--- THE INPUT ---
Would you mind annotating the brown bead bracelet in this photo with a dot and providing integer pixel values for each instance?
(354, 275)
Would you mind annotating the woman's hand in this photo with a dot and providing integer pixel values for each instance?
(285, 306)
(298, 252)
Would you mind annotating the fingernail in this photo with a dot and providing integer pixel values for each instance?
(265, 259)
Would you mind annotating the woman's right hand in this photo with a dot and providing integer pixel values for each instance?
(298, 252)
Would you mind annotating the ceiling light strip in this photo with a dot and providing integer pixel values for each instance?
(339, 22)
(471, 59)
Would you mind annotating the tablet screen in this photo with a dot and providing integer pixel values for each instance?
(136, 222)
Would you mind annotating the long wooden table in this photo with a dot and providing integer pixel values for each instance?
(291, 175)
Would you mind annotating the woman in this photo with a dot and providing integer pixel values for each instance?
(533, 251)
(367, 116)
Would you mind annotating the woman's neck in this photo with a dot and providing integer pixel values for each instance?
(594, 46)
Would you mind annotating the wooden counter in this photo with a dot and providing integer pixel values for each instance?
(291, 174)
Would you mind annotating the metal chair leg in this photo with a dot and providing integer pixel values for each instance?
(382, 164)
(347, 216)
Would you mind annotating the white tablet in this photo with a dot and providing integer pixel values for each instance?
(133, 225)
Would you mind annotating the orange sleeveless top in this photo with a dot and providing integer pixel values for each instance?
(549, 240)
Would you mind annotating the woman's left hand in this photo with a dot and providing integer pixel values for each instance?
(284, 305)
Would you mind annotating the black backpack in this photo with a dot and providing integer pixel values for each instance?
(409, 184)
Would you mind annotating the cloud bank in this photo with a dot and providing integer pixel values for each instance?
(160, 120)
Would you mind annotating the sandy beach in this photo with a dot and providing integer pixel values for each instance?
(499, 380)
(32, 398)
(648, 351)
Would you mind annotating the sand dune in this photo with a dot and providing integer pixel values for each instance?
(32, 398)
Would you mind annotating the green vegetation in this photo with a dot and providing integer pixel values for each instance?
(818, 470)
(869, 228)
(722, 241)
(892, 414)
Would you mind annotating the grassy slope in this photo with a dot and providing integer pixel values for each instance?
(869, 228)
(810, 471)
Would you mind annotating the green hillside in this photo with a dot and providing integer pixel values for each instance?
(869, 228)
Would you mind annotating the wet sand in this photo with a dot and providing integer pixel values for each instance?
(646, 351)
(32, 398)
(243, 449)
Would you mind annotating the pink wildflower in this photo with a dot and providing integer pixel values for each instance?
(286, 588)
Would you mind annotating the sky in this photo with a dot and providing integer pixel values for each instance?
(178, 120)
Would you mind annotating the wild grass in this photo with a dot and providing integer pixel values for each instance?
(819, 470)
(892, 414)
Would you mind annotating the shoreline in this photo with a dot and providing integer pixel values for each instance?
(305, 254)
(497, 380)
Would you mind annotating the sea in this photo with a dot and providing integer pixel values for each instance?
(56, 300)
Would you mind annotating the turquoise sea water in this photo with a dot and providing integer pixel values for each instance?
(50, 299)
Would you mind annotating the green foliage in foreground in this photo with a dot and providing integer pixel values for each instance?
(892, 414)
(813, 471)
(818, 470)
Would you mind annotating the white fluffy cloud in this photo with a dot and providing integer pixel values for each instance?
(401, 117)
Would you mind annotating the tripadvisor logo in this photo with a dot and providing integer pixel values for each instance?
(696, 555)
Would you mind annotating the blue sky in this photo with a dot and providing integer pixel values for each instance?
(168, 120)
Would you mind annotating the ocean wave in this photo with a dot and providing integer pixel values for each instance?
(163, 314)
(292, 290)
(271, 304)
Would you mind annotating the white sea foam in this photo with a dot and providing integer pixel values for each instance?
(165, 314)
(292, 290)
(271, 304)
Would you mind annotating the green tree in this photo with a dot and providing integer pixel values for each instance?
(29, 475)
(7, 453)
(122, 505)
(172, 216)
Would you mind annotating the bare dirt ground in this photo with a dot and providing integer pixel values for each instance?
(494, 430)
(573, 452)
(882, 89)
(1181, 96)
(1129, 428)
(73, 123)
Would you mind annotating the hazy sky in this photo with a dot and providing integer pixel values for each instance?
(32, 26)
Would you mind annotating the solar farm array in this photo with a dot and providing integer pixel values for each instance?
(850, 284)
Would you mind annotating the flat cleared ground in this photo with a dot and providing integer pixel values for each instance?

--- EXERCISE GOAL ---
Only the lines from the one containing "Would you mind annotating the bare" to the end of the records should be repeated, exactly as they appear.

--- WRITTEN SOLUTION ---
Would you mind annotating the bare dirt ground in this photo with a dot and providing integer pixel values for each instance?
(494, 430)
(573, 452)
(882, 89)
(1181, 96)
(1129, 428)
(73, 123)
Would you mind annotating the hazy sky in this photo with a dot and providing integer pixel values for each instance?
(32, 26)
Would you mind annotating the solar farm array in this photo with a dot and providing integer pixel values for each instance?
(850, 284)
Would you mind annotating the flat cleared ground in this photo with a dot and providing integer pixel values for each instance?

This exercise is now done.